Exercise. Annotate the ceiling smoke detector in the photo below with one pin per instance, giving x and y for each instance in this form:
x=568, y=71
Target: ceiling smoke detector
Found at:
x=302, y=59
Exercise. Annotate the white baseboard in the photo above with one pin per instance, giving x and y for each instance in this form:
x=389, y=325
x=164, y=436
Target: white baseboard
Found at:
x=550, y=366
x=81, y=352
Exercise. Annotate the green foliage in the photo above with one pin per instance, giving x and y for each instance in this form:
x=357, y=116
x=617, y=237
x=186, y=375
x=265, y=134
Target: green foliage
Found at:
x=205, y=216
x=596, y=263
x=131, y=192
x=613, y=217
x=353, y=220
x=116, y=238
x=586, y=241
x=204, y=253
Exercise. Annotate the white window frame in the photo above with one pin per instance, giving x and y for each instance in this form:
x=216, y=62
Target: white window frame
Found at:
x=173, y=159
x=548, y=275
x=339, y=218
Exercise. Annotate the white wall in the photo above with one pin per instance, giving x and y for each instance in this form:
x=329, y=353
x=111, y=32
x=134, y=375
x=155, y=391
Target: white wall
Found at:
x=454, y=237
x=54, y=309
§
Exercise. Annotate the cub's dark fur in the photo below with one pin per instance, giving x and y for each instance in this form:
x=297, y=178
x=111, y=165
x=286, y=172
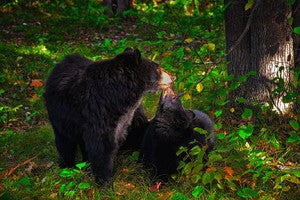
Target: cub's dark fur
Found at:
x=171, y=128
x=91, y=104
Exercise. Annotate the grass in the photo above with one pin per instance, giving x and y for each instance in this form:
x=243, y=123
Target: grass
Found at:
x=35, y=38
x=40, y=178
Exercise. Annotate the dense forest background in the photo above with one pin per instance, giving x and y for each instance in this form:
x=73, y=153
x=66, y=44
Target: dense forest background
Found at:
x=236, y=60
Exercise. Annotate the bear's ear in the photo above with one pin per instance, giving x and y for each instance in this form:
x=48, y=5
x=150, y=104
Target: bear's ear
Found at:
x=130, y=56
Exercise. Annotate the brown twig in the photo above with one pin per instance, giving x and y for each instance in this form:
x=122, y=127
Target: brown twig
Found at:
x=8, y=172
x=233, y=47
§
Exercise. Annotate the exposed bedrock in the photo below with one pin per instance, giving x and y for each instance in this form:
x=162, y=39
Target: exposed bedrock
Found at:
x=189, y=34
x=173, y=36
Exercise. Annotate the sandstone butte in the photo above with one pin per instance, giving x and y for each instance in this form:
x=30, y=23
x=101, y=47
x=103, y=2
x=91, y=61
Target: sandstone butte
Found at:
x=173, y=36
§
» **Exercise instructions**
Update the listing lines starting with the line with "Exercise. Annotate the grass" and going on through the line with "x=233, y=47" by changing "brown twig" to "fallen branch", leaving everything else unchanged. Write out those lines only.

» **Response below**
Exercise. Annotate the grass in the photo above with one pin per instance, giving x and y for each instance in this form:
x=243, y=123
Target: grass
Found at:
x=35, y=38
x=40, y=178
Exercise. Annotate the dense forest background in the photo above with one pin per instance, giving x and y for each instance in this form:
x=73, y=153
x=66, y=44
Target: dense forest background
Found at:
x=236, y=60
Exercise. Annotate the bear's ear in the photo above with one pin per instance, giving x and y for each instance in this form:
x=48, y=5
x=150, y=104
Target: bear's ear
Found at:
x=130, y=56
Exercise. Annotate the fallen branch in the photo above with one pin per instance, giving x and y for each instance in this form:
x=122, y=127
Target: fallen branch
Found at:
x=8, y=172
x=233, y=47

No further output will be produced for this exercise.